_TEXT SEGMENT:_
Iranian actress (born 1983)

Khatereh Asadi (خاطره اسدی; born 29 August 1983) is an Iranian actress.

== Biography ==

Asadi was born on 29 August 1983 in Tehran and graduated in School of Radio & Television Art & Literature. She holds a bachelor's degree in drama, majoring in acting from the Faculty of Art & Architecture from Islamic Azad University. She began working in cinema and television in the early 1980s.
She was nominated for "Best Drama Actress" on Hafez Awards for her role in Forbidden. She was also nominated for "Best Supporting Actress" in Crystal Simorgh Film Festival for Aida, I Saw Your Dad Last Night.

==Filmography==
- Crossroads (2006) as Shadi
- Praise (2006)

_PROVIDED MATERIAL:_
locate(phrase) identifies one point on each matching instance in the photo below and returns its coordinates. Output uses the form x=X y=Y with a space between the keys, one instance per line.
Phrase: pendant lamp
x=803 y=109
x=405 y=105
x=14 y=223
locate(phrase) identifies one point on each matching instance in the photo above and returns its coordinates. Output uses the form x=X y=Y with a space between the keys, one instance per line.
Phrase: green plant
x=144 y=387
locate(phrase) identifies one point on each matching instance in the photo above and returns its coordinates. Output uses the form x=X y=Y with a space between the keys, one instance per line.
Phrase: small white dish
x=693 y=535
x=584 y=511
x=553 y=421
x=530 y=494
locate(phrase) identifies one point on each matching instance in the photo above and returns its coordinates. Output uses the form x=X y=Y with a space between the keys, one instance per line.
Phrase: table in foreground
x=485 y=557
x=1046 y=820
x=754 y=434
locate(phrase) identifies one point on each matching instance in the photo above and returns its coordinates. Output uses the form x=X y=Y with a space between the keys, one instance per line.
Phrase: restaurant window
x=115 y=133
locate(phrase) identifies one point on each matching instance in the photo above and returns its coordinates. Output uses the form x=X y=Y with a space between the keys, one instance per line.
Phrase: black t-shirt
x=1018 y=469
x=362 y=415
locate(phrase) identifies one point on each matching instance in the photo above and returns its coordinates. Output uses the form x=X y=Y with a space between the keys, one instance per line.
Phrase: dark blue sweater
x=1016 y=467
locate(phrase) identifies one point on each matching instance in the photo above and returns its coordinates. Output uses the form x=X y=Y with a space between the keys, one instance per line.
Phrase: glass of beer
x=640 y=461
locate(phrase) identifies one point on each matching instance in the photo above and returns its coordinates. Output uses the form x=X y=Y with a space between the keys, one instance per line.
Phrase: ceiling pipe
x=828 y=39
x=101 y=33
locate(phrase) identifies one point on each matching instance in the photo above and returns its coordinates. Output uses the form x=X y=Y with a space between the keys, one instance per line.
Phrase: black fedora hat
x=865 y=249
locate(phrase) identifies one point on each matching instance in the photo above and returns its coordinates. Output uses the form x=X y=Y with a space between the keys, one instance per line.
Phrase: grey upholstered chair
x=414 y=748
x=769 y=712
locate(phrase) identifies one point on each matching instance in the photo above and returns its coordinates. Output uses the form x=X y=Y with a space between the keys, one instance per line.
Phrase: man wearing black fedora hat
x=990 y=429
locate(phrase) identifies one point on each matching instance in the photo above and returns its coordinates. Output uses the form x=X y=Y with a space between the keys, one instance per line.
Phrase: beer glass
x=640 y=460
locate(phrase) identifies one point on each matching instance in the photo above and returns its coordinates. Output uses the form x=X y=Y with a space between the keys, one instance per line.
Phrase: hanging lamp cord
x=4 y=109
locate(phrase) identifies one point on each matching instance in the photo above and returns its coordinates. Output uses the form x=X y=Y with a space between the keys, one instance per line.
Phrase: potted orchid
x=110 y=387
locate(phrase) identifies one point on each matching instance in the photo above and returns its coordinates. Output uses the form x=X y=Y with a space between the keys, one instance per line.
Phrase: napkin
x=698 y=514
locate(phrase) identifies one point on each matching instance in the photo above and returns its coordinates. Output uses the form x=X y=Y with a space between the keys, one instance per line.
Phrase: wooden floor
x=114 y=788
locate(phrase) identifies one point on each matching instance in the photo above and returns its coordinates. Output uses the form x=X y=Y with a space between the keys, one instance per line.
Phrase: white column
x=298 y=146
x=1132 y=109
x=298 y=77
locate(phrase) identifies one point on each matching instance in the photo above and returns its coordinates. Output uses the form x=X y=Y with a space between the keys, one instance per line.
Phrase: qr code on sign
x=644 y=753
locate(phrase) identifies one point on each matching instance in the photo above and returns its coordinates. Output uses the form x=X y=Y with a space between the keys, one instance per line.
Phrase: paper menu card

_INSTRUCTIONS FOR THE TASK:_ Reproduce the stretch of the Khatereh Asadi biography from "Asadi was born" through "Dad Last Night.", word for word.

_ANSWER SPACE:_
Asadi was born on 29 August 1983 in Tehran and graduated in School of Radio & Television Art & Literature. She holds a bachelor's degree in drama, majoring in acting from the Faculty of Art & Architecture from Islamic Azad University. She began working in cinema and television in the early 1980s.
She was nominated for "Best Drama Actress" on Hafez Awards for her role in Forbidden. She was also nominated for "Best Supporting Actress" in Crystal Simorgh Film Festival for Aida, I Saw Your Dad Last Night.